Write out all of the data below word for word, omitting any images.

___ Source material ___

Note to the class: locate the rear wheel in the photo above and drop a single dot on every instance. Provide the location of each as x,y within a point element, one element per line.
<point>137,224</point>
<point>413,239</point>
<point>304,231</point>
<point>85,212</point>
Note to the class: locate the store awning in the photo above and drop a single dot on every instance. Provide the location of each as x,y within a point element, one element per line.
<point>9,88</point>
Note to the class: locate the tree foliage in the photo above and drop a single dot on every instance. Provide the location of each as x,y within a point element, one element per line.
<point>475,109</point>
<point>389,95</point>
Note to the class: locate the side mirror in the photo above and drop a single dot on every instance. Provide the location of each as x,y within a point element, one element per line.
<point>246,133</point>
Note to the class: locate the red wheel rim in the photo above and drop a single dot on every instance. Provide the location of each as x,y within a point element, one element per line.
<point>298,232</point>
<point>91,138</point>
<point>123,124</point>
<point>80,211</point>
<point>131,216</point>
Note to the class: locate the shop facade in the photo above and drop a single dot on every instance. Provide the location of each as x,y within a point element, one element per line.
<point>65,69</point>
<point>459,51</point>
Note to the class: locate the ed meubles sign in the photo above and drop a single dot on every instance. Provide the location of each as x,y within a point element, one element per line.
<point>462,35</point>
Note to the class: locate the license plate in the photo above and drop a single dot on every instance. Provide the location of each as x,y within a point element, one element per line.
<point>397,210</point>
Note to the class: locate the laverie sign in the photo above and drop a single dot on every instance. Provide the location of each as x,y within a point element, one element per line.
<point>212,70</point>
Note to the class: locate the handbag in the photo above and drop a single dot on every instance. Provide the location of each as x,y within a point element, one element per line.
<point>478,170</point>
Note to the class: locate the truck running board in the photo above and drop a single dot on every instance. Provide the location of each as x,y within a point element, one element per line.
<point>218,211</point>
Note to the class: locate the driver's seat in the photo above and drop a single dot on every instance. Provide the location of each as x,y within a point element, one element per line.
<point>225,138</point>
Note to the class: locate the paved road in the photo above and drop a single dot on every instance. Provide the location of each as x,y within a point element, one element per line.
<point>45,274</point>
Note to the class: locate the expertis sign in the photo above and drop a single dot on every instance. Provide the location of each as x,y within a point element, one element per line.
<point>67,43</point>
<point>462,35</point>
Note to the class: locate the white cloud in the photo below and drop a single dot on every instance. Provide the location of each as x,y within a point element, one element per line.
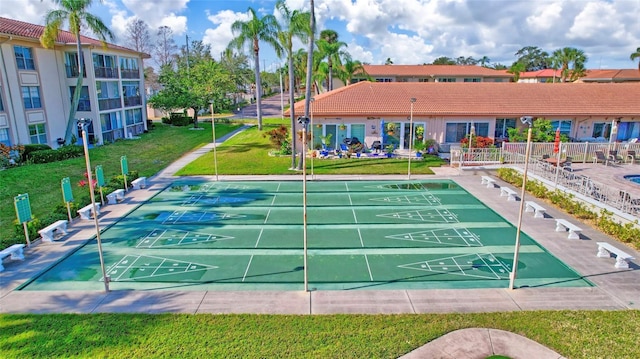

___

§ Correct answer
Note to the class: locate the rear wheel in the photo above and drop a single dot on every instance. Provide the location of each as x,y within a point element, one element per line.
<point>137,224</point>
<point>413,239</point>
<point>304,231</point>
<point>85,212</point>
Note to the class: locate the store awning in the photo above and drop a single dot on every instance. Provide the location of each as x,y within a point element, one element per line.
<point>9,88</point>
Note to the class: locate the tree foliage in the photo above and drop a single dot on every instance. Provide the location of each as x,y within a point element, one element per line.
<point>475,109</point>
<point>389,95</point>
Note to the class: locate the side mirror in the photo above and drop a single dot on every instance. Provide the location of each as x,y within a point element, one element per line.
<point>246,133</point>
Note to the class: locate the red wheel rim in the photo above and drop a single dot on every instance. Provide the location of each as x,y within a point element, one element per line.
<point>298,232</point>
<point>91,138</point>
<point>123,124</point>
<point>80,211</point>
<point>131,216</point>
Note to the class: locate the shop facade in the photo above and drop a single dot on every instance. Provide the location of each as x,y within a point element, one element per line.
<point>65,69</point>
<point>459,51</point>
Note to the class: locate the ed meubles sign in the photo above and drop a single dot on every instance. Provide the location of each as x,y within a point element, one element per line.
<point>462,35</point>
Note to the class: locate the license plate in the photo above and drop a single dot on every instance. Provide the location of each as x,y within a point element, one element per line.
<point>397,210</point>
Note to the class: locate the laverie sign in the photo above and drop a single dot on every instance. Provide the location of each as x,y within a point element, one element per line.
<point>212,70</point>
Note to the class: locate the handbag in the photo above and drop a single dot on every instance. Provide the location of each as x,y within a point element, one element per line.
<point>478,170</point>
Note to the class: locate the truck running board in the photo above and drop a single dot on every instance. Provide the location of each as x,y within a point element, one element per line.
<point>218,211</point>
Note to the class: locate the driver's seat in the photo above and drop a single dot on every instance. Provide the location of each as x,y within a point element, one element per line.
<point>225,138</point>
Note to the class: locate the paved road in the photo above and drop a single dot on every instance. Provide the location of each as x,y within a point element, one element per line.
<point>45,274</point>
Note to the class: locate the expertis sign in the photo above and drop a single dot on every instance. Provide the location of each as x,y within a point element, one element per line.
<point>67,43</point>
<point>462,35</point>
Note to the class: locate the white cloud in the photo below and drop a single dot on every instance. Provide the location of each as x,y within a point element, one element per line.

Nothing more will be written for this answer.